** Document section follows **

Maine’s Top Foliage Expert on What to Expect This Fall

Gale Ross, the state’s fall foliage coordinator for over three decades, knows the leaves like the back of her hand.

Maine Foliage

It’s mid-August and Gale Ross is contemplating the swamp maple along her driveway. Swamp maples, also called red maples, are typically fall’s first rumblings, as they begin to change color before summer’s end. “It’s just one particular tree every year that goes to red,” says Ross, who has foliage on the mind more than most. “I will look at a little bit of a [leaf] drop in the driveway and say, ‘Oh my gosh, here it comes.’”

The South Bristol resident has been the state’s fall foliage coordinator for about three decades. Even though she retired in 2013, she returns each season to don the hat of foliage spokesperson, which helps visitors take full advantage of leaf peeping, one of Maine’s most popular tourist activities. She says it was the most fun part of her job as assistant to the commissioner of the Department of Conservation (now the Department of Agriculture, Conservation, and Forestry), which she took on shortly after she began working for the state straight out of college at age 23.

Ross starts her work in late August. One of the first people she contacts is the state’s forest pathologist, Aaron Bergdahl, to check in on the health of Maine’s forests. Drought, insects, and diseases can all have a negative impact on fall colors. She’s also watching the amount of rainfall over the summer and tuned into things like flower blooms. “Everything that could bloom did bloom this year,” she says, which bodes well for fall’s performance.

But the real success of the season depends on the weather in early fall. “We absolutely have to have warm days and cool nights,” says Ross, who grew up in Texas and spends her winters there. She grew up visiting Maine every summer, until her father retired from the military and moved the family to the state when she was 17.

Once the season starts, she begins coordinating with the many on-the-ground contacts that contribute to the creation of Maine’s weekly fall foliage report, which includes a color-coded map of Maine’s foliage progression across seven zones, ranking color change from “very low” to “past peak,” Ross’s take on the week compared to typical years, and some handpicked regional activities and events to make the most of the season. Forest service rangers send her their data and photos of all of Maine’s seven foliage zones, and if she needs a little more help to determine conditions in certain areas, she’ll enlist the state parks and historic sites for a more accurate reading.

** End of Document section **
** The data follows **

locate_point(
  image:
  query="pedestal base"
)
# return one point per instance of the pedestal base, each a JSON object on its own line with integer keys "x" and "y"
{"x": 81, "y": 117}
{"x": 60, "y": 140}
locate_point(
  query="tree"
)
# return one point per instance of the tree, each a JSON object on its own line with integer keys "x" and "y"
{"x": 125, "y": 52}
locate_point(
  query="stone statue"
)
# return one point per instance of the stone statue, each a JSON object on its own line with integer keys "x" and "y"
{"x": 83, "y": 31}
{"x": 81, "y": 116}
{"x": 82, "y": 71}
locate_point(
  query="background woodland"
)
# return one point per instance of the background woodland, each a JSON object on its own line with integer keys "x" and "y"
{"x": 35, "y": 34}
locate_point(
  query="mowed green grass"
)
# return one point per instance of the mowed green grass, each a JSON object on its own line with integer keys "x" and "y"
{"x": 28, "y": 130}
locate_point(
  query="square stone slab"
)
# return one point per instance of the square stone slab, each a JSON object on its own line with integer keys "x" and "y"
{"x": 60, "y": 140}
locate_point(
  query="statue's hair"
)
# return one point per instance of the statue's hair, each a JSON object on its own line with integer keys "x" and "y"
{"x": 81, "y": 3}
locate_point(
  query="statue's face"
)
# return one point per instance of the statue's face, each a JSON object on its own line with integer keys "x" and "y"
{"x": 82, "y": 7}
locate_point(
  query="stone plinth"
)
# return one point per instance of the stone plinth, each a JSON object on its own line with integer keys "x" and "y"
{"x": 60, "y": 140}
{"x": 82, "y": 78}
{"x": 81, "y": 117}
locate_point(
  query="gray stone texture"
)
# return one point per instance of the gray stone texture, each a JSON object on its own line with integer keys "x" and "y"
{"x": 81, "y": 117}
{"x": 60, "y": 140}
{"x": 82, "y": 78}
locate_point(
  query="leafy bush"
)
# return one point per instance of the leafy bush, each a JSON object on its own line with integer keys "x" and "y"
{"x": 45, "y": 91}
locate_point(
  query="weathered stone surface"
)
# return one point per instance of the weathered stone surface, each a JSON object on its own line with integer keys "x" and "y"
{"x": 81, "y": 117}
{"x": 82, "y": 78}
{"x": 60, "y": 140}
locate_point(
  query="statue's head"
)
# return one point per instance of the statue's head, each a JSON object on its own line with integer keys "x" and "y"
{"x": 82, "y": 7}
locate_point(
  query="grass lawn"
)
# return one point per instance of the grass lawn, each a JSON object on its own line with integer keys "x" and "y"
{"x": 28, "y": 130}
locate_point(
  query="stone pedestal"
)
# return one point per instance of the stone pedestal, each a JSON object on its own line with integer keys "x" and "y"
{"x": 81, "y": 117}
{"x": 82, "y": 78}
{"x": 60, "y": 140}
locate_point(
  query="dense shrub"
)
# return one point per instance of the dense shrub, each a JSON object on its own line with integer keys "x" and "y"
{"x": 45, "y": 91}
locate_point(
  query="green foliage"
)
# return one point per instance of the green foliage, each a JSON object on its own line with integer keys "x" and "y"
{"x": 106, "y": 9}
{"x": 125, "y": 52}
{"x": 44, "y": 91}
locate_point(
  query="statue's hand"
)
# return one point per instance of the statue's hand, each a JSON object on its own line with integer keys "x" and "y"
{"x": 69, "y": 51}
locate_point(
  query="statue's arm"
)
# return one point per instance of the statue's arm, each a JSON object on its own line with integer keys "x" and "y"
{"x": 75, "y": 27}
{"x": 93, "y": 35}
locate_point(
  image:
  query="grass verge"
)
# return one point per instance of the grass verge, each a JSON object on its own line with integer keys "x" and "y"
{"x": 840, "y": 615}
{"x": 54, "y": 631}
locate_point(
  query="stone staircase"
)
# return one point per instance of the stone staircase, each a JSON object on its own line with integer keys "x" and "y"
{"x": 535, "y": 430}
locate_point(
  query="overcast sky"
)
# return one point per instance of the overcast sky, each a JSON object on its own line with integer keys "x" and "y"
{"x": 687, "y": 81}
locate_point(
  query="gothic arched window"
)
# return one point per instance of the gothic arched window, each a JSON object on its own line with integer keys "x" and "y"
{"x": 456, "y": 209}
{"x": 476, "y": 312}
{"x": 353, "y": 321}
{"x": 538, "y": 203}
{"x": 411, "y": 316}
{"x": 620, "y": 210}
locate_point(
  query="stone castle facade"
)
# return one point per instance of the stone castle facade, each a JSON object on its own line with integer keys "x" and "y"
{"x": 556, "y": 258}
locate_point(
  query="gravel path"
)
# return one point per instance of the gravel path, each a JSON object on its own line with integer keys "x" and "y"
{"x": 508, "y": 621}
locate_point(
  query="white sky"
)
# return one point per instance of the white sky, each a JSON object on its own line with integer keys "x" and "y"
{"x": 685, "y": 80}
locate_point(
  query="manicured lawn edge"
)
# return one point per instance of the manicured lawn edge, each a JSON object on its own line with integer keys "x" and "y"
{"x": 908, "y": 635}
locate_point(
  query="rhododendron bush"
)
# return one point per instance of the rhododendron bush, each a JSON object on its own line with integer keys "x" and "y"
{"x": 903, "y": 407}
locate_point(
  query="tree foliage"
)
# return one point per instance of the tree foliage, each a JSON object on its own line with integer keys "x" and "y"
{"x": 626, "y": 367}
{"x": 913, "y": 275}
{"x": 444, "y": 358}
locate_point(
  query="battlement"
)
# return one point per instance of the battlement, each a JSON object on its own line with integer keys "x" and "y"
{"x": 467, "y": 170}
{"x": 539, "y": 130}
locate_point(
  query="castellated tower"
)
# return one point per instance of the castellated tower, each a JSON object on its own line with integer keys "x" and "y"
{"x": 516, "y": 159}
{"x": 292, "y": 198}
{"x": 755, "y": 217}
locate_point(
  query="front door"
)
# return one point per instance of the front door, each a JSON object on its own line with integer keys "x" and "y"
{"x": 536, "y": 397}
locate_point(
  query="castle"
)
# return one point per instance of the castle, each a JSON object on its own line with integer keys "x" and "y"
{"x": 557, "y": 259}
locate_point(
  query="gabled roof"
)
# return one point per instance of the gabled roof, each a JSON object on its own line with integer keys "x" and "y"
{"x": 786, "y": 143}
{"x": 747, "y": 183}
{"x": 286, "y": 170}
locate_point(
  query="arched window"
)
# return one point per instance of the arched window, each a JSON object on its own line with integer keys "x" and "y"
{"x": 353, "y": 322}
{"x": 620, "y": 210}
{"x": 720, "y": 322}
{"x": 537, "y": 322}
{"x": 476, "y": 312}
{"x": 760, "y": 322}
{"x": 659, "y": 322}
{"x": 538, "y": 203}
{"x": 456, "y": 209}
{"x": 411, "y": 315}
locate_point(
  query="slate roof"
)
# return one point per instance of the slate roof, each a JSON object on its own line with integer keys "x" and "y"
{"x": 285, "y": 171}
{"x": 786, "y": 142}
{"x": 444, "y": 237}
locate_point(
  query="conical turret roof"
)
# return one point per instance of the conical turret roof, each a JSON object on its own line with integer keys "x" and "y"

** End of The data **

## What is being asked
Please resume the article on Maine's fall foliage coordinator, picking up after its final sentence.

## Written answer
Jim Britt, the department’s communications director, calls her the maestro orchestrating a finely tuned network of field reporters, noting that she brings her keen sense of humor and “great energy” to the role. The first report comes out in mid-September, then every Wednesday thereafter, until “the last leaf drops,” as Ross puts it, sometime in October.

The years that stand out to her are the ones with odd weather, like hurricanes blowing through or early snow that can end the season abruptly. Last year was a memorable year, not only because of the pandemic but the drought, which caused the shortest season she has reported on. So far, she hasn’t noticed any drastic changes due to climate change, but it is a concern of hers.

While Maine’s fall complexion doesn’t change much from year-to-year, the report itself, which started in 1959, has. In the beginning, rangers radioed into headquarters with news of the colors, which was then broadcast on the radio. The department started Mainefoliage.com in the mid-1990s. Social media, which was added in 2014, is now a big part of Ross’s job. Most of the stunning photos on Maine Foliage’s Instagram, Facebook, and Twitter pages are submitted by followers. Ross also gets sent photos from friends across the state of their first color sightings. When asked if she ever gets tired of it, she says no. “People like to be helpful.”

This year she’s leaning into that mentality in her reports. As leaf-peeping tourists come into a state of short-staffed businesses still recovering from the pandemic, she wants to send them the message to “just be courteous and kind and patient.” As for the foliage, Ross is projecting a great season this year, based on the amount of rain.

“She’s Maine’s Lorax,” Britt says. “She speaks for the leaves.”